__読解文__.
-------
衝動、計画

バット事件も「殺すつもりだった」、母親も「殺そうとしたが思いとどまった」と義母に事件の3日前に語ったとの報道。

 

義母との関係は良い。「新しいお母さんが来て嬉しかった」は弁護人の作為ではなく本音だった。この義母が新たな”弁護人”のようだが。

 

「思いとどまった」

自覚があり、自分で避けることができた。気がついたらやってしまっていた、のではなく、自分に「人を殺したくなる」時があることを知っており、殺さない方を選んでいる。

 

が、父親にはやってしまった。おそらく衝動的に。「動機も理由も不明」(父親)のまま少女の妄想はやがて消滅したらしく、数週間後にはすまなさそうな”僕”が同級生や親の前で”別れ”の言葉を述べている。

 

誰にも邪魔されない「独り暮らし」は殺人にくわえて人間解剖の欲望を育てた。精神科に通いながら妄想が膨らむのが自覚されただろう。かつて「思いとどまり」、バット事件以後”反省”モードにあった少女が、この妄想の誘惑と戦わなかっただろうか?

 

短期間に診断が出たのは、少女が治療に”協力的”だったからだろう。バット事件以後の少女は自分の性向を自覚している上に、以前と違ってそのことを隠していない、どころかすらすらと答えている

 

同時に殺意は計画性を伴うようになる。診察で自己を振り返った影響ではっきり目標が見えてきたのではないか。

 

家に誘える友人は被害者だけだった。もちろん被害者には「人を殺したくなる」などと話したことはない。聞いていたら部屋に上がりはしない。一番の友だちにも告げていないのだから、精神科医が把握するまで他の誰にも告げていない。

 

3日前に義母に告げた時には一方ですでに被害者と会う約束を取り付け、ハンマーなどを順次入手していた。「人を殺したくなる」と告げながらも、今まさにやろうとしているとまでは明かさなかった。少女の殆どを支配した妄想によって禁止されたと見られる。少女にはそれがSOSの限界だった。
-------
__提供記録__.
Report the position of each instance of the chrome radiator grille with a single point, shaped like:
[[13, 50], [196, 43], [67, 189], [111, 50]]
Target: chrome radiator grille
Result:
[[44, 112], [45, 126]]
-------
__課題文__. 読解文によれば、少女が家に誘える友人は誰だけだったか。

__解答欄__. 被害者だけだった。